◆ **Challenge A**: The post below describes a Bulgarian study tour. List each part of the legal framework supporting mediation in Bulgaria that it names.
## Start Extract
Archive for April 21st, 2006

Mediation is a universal language for mediators and mediation program administrators from Bulgaria on study tour in BostonMy alma mater, Suffolk University Law School in Boston, is hosting a group of visiting mediators and mediation program administrators from Bulgaria who are here on a twelve-day study tour under the sponsorship of the United States Agency for International Development (USAID).

This tour furthers the efforts of USAID’s Commercial Law Reform Program (CLRP) to promote access to and use of mediation to alleviate the strain on Bulgarian’s underfunded and overburdened judiciary (a problem which will have the ring of familiarity to American jurists). CLRP has worked closely with Bulgaria to help it develop its capacity to provide court-connected mediation services. A legal framework supporting mediation is in place, which includes a Mediation Act enacted in December 2004, comprehensive procedural and ethical rules of conduct for mediators, and mediation training standards.

In addition, last year the 110-year-old Bulgarian Chamber of Commerce and Industry (BCCI) with the support of USAID opened a Commercial Mediation Center in Sofia, Bulgaria’s capital, with the goal of promoting the use of mediation as a time- and cost-saving measure.

This study tour was developed by and is under the supervision of Gabrielle Gropman, a mediator with over two decades of experience, who served as the administrator of the Harvard Mediation Program at Harvard Law School for 20 years and who possesses substantial experience as a trainer in both the U.S. and Europe.
## End Extract
## Start Supplied entries
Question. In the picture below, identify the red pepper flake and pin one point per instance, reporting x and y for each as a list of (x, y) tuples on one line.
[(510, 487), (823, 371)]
## End Supplied entries
## Start Supplied entries
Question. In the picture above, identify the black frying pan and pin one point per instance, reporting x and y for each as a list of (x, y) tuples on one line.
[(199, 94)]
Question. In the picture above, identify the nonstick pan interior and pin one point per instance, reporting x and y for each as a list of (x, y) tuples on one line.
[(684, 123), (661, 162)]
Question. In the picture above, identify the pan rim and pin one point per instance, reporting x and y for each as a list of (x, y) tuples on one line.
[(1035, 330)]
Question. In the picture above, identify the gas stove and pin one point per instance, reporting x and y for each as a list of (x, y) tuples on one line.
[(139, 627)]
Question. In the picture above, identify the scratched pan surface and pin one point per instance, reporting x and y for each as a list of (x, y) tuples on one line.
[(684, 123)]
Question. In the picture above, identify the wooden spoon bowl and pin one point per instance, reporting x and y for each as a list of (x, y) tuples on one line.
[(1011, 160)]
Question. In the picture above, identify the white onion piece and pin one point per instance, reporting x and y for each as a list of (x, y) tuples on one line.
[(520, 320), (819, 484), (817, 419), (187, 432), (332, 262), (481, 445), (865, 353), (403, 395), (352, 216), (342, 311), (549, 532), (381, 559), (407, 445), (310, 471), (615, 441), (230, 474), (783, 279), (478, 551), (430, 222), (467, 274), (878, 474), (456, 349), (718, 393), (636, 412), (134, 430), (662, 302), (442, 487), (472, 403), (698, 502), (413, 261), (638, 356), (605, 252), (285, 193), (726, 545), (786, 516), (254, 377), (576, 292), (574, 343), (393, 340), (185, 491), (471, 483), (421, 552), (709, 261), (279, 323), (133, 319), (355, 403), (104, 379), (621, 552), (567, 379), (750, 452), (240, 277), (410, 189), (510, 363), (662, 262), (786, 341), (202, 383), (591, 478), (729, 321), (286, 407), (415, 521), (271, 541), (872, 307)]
## End Supplied entries
◆ **Challenge B**: In the listing, copy out the stretch from the line that contains "Question. In the picture below, identify" through the line that contains "[(510, 487), (823, 371)]", word for word.

◆ **Written reply A**:
- A Mediation Act enacted in December 2004
- Comprehensive procedural and ethical rules of conduct for mediators
- Mediation training standards

◆ **Written reply B**:
Question. In the picture below, identify the red pepper flake and pin one point per instance, reporting x and y for each as a list of (x, y) tuples on one line.
[(510, 487), (823, 371)]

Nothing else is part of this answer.